→ **ENTRIES**
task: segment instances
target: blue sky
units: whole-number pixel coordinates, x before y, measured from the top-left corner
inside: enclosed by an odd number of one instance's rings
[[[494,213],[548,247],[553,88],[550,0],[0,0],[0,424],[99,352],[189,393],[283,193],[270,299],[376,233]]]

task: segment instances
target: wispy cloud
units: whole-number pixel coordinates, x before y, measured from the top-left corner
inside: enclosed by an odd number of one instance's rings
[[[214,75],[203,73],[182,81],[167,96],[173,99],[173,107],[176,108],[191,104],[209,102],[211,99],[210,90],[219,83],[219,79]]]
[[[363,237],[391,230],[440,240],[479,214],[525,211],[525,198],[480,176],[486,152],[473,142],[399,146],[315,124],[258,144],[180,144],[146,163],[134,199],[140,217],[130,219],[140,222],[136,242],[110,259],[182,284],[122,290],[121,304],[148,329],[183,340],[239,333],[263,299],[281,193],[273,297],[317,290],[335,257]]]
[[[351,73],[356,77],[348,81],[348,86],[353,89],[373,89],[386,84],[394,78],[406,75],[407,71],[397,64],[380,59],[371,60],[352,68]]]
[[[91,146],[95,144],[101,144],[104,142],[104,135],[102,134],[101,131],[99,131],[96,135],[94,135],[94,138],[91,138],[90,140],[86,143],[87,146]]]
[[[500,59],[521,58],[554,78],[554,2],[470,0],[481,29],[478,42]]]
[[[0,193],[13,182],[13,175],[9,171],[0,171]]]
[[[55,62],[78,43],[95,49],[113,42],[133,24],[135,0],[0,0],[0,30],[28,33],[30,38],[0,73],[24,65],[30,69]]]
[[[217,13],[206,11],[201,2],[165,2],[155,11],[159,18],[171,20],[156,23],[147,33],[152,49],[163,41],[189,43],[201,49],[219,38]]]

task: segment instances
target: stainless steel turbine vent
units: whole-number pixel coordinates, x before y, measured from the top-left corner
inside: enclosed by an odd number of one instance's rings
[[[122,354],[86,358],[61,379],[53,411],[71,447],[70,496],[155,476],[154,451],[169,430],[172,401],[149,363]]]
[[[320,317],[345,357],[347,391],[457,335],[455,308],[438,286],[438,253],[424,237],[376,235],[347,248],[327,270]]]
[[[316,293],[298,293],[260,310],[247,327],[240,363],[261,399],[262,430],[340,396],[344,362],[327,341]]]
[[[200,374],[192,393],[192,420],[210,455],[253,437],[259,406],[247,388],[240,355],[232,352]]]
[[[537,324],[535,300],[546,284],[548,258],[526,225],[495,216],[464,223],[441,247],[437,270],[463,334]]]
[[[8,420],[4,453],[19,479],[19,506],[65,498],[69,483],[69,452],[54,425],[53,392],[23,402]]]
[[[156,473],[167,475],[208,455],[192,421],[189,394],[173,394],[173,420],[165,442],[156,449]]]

→ **GIVEN TASK**
Return each line above that contains the string "target". Matches must have the same uppercase and lowercase letters.

→ **COMPLETED TASK**
target: blue sky
target: wispy cloud
target: stainless steel turbine vent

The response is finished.